TASK TO CARRY OUT —
Could you resume the article on Guyana's oil boom and its children, picking up after its closing quote from the World Bank representative?

SUPPLIED TEXT —

= Beginning of Section =

As described by the NGO Humanium, the high rate of school desertion in Guyana is also worrying, since children are forced to work as a consequence of the precarious economic situation of their families.
In addition, there is another particular phenomenon that has to do with the indigenous peoples. “A large number of children, mostly Amerindian, live in remote areas, so they are unable to attend school regularly. As a result, this has led to growing disparities between the regions in the interior of the country and the rest of the state in terms of education,” says a Humanium report.
The mortality rate is also alarming, and is 33% among children, a consequence of a large number of malaria cases, especially among Amerindian children, as well as the high number of young people suffering from malnutrition or anemia.
According to an article in The Los Angeles Times, Guyana has $1.6 billion in oil revenues as of May this year, and as a result the government has launched infrastructure projects such as the construction of 12 hospitals, seven hotels, schools, two major highways, its first deepwater port, and a $1.9 billion project to generate electricity from natural gas that Vice President Bharrat Jagdeo told AP will double Guyana’s energy generation capacity and cut high electricity bills in half.
“While the projects have created jobs, it is rare for Guyanese to work directly in the oil industry. Ocean-bottom drilling work is highly technical, and the country offers no such training,” according to the article.
A lack of experience
Experts are concerned that Guyana lacks the expertise, legal and regulatory framework to handle the expected influx of wealth, and warn that democratic institutions could be weakened as a result.
“Global experience has shown that rising expectations of oil and gas revenues can lead to overspending, over-indebtedness or excessive depletion of sovereign funds in reshaping economic policy,” Diletta Doretti, the World Bank’s representative for the country tells Bloomberg Línea.

= End of Section =

INFORMATION SUPPLIED —
= Beginning of Section =

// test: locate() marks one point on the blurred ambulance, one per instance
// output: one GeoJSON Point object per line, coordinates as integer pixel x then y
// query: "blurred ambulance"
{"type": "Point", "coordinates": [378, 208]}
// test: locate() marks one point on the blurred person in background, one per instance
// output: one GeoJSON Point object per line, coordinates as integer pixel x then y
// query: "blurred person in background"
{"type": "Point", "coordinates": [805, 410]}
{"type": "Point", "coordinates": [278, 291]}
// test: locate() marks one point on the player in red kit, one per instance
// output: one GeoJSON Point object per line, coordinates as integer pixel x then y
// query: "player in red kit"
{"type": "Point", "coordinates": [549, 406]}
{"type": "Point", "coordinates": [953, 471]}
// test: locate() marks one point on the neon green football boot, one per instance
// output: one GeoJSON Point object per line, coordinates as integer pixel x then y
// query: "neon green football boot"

= End of Section =

ANSWER SECTION —
Guyana, which remains a poor country despite having accumulated significant fiscal and external reserves with the start of oil production in 2019, has sought to protect oil revenues with the Natural Resources Fund Act created in 2021. Still, it is critical for it to develop a medium-term strategy for economic diversification and growth in the non-oil sector, Doretti said.
“Guyana’s political instability raises concerns that the country is unprepared for its newfound wealth without a plan to manage the new revenues and equitably distribute the financial benefits,” according to a report by the US Agency for International Development (USAID), which acknowledged the country’s deep ethnic rivalries.
The Guyanese government, meanwhile, has been alert in recent months to the possibility of an armed conflict with Venezuela. The government’s defense of the Esequiba territory, an area of 160,000 square kilometers rich in minerals and natural wealth, as well as offshore oil reserves, whose sovereignty has been under discussion for almost two centuries, has been escalating.
“The government of Guyana reserves the right to carry out economic development activities in any part of its sovereign territory or in any corresponding maritime territory,” President Ali said in a statement released in September after Venezuela questioned the country’s plan to allow bidding for oil blocks, which it deemed illegal.